**Work to do**
How many lines of the data below contain the word "vegetation"? Reply with the number alone.

**Available data**
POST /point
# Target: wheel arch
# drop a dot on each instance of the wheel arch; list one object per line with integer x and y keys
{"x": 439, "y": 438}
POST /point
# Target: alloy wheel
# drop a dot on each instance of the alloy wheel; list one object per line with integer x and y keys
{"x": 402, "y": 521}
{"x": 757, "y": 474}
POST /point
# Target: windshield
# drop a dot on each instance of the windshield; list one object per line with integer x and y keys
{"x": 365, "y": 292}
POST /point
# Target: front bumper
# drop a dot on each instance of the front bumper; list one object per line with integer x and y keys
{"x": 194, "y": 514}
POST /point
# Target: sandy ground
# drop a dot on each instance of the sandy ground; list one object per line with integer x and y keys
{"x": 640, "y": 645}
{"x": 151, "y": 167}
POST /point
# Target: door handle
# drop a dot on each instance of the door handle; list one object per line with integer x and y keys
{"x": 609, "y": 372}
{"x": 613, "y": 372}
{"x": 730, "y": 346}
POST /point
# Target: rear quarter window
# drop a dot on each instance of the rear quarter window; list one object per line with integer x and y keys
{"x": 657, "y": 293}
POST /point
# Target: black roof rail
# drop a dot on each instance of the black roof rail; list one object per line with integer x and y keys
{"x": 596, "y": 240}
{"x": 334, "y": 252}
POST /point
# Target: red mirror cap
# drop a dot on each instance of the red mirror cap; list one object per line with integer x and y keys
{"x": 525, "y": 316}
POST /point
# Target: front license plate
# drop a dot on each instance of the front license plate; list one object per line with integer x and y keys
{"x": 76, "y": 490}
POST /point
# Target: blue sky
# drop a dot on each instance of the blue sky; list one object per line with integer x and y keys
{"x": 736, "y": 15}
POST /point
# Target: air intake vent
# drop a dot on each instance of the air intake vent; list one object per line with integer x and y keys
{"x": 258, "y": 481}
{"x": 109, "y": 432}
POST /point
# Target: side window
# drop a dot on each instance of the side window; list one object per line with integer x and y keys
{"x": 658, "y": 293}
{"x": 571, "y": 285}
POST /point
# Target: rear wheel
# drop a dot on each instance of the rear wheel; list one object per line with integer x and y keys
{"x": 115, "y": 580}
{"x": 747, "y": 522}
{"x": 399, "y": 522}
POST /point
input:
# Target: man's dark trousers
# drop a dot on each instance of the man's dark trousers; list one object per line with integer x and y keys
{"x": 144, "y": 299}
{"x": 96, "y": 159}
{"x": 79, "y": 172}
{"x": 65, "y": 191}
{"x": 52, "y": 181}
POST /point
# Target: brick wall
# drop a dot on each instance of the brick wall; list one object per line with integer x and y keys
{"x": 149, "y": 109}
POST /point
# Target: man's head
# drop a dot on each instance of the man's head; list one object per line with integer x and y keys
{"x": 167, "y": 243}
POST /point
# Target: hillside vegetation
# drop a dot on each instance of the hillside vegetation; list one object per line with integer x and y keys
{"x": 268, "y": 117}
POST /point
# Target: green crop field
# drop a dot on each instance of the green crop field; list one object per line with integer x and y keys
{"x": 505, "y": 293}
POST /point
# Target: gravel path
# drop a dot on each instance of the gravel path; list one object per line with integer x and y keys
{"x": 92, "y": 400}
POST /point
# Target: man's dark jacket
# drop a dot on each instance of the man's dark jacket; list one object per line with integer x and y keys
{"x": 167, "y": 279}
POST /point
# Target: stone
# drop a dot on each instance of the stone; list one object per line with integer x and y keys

**Solution to this task**
2